**Activity**
Scan the material and copy out each line where the word "police" occurs.

**Study material**
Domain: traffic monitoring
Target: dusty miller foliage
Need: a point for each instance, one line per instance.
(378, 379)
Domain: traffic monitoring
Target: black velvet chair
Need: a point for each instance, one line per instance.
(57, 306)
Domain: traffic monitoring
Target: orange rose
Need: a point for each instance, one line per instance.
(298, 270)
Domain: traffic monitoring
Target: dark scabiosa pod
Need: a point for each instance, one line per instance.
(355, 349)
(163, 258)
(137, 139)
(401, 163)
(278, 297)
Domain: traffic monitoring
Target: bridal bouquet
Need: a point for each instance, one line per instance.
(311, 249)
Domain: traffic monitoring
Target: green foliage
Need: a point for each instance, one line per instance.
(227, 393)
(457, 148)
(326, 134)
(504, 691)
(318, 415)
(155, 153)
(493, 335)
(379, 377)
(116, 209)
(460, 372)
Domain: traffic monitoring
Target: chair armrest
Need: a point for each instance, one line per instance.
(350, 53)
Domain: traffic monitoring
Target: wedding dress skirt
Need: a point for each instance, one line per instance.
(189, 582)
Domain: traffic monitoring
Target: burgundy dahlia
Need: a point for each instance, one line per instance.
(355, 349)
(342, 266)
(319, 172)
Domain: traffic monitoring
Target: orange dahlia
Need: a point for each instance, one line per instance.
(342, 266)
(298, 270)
--
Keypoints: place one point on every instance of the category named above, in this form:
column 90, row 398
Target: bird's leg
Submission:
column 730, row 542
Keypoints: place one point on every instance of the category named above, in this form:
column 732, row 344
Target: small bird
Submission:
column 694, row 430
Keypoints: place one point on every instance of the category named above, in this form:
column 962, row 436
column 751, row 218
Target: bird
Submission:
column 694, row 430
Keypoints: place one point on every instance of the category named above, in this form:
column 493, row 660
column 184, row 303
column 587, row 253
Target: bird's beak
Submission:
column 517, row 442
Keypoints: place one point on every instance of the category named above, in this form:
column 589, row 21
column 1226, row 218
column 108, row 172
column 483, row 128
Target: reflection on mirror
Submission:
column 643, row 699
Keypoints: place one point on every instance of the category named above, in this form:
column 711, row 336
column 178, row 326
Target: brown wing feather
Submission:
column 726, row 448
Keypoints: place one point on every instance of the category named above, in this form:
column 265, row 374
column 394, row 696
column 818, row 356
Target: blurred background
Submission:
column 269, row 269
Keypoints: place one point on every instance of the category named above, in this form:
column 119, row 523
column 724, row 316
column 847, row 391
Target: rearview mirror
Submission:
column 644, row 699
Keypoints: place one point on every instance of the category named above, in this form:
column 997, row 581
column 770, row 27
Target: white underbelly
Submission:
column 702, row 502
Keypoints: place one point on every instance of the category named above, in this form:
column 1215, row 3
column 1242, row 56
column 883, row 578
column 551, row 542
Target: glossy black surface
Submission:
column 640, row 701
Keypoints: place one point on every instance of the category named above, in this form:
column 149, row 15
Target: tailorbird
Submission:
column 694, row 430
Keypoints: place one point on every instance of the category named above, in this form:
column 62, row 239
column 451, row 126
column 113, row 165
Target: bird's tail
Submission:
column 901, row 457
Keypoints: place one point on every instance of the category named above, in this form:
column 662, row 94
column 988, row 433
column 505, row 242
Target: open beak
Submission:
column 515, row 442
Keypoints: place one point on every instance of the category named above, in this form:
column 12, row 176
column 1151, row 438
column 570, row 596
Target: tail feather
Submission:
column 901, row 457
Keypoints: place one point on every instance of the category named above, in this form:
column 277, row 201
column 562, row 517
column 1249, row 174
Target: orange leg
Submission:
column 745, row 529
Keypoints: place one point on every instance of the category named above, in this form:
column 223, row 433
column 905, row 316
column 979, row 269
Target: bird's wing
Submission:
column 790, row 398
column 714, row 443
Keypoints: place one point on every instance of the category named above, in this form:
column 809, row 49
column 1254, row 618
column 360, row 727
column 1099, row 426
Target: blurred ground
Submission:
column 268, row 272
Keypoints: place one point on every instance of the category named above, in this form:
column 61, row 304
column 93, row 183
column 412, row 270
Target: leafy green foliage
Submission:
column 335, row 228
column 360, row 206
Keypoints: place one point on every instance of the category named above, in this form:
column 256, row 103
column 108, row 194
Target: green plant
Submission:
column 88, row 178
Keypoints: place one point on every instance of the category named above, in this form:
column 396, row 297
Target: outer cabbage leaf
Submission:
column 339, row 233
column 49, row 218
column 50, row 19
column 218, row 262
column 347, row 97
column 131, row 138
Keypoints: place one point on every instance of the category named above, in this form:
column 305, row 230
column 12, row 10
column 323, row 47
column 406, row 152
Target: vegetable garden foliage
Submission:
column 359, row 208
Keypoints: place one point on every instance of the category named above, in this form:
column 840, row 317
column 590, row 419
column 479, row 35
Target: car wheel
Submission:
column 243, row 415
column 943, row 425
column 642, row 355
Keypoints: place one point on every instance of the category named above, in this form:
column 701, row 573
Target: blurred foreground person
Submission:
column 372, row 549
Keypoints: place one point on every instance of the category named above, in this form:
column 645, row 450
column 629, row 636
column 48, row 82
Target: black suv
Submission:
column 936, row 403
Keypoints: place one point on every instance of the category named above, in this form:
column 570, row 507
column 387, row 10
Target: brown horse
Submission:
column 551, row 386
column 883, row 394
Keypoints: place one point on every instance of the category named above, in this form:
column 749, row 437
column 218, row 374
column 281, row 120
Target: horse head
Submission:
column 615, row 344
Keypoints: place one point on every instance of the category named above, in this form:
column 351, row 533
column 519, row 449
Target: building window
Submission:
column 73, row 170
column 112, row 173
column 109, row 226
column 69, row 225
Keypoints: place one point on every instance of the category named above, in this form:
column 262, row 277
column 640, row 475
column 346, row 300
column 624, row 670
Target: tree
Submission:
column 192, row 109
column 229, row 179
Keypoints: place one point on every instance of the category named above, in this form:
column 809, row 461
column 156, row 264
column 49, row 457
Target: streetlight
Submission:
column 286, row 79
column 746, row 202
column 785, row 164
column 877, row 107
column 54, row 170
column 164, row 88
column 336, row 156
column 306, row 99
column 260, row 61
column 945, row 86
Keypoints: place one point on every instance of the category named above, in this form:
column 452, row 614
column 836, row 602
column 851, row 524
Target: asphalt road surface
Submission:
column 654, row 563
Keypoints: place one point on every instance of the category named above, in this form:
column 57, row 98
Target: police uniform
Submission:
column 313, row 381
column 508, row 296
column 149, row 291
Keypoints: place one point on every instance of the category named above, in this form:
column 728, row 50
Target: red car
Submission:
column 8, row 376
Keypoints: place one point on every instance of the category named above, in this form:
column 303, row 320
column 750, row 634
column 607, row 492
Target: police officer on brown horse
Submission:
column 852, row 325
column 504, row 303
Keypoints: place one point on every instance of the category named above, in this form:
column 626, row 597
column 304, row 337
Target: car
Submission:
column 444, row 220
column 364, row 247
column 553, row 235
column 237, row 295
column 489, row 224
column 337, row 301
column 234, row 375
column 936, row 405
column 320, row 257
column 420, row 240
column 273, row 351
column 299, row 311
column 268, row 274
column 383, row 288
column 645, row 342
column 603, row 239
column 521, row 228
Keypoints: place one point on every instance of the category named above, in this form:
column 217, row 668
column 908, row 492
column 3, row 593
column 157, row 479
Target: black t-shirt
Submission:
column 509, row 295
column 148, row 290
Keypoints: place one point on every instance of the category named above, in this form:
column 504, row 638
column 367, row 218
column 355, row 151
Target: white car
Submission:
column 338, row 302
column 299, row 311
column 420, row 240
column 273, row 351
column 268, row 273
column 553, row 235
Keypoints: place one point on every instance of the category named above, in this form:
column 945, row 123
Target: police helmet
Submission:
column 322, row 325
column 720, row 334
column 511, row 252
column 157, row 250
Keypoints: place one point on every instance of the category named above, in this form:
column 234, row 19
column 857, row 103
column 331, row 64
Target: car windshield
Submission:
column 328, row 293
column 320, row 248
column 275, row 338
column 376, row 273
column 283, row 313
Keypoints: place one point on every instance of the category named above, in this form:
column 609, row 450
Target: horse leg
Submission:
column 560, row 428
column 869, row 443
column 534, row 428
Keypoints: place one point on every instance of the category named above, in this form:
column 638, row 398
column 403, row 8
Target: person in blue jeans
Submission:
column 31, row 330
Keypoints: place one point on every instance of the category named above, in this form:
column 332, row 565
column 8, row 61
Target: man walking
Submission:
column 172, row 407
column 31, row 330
==
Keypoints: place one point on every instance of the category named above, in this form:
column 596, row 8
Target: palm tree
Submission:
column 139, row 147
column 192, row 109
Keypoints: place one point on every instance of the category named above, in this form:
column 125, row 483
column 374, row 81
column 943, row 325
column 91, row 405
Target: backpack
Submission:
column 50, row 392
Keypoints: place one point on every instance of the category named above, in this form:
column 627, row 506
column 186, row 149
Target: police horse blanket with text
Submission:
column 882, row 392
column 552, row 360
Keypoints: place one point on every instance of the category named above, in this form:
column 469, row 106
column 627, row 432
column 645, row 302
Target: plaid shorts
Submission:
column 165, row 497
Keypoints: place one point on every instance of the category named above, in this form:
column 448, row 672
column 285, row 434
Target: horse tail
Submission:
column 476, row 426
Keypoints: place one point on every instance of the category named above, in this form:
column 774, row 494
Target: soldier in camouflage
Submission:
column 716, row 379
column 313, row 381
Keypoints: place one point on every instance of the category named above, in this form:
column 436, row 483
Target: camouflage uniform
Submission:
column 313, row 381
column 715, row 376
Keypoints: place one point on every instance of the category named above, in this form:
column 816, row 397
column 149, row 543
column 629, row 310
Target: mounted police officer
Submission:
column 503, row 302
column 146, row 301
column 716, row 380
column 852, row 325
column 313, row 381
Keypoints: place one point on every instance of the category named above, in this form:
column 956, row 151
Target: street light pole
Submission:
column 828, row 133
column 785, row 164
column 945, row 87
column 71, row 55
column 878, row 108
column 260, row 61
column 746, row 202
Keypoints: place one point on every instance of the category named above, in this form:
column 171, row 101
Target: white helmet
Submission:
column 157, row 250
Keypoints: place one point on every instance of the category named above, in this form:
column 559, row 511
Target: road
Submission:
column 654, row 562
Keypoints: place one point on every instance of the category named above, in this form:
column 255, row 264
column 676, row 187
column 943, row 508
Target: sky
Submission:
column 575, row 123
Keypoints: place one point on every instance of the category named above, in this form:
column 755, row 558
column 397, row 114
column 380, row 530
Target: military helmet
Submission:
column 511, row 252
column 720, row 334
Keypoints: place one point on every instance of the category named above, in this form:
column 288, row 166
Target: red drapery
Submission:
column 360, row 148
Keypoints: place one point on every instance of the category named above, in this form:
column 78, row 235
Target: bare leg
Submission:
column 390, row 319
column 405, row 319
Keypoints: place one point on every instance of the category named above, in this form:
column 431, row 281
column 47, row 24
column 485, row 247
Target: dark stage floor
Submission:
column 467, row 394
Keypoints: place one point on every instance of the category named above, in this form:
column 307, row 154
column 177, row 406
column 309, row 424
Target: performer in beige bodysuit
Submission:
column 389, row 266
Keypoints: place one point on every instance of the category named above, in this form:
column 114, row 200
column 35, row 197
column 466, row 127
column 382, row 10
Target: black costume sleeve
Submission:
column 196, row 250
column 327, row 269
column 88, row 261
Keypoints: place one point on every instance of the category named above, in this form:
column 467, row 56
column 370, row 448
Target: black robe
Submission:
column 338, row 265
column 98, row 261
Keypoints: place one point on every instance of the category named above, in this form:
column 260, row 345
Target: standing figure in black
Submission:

**Your solution**
Target: police uniform
Target: police officer on brown horse
Target: police helmet
Target: police horse blanket with text
Target: mounted police officer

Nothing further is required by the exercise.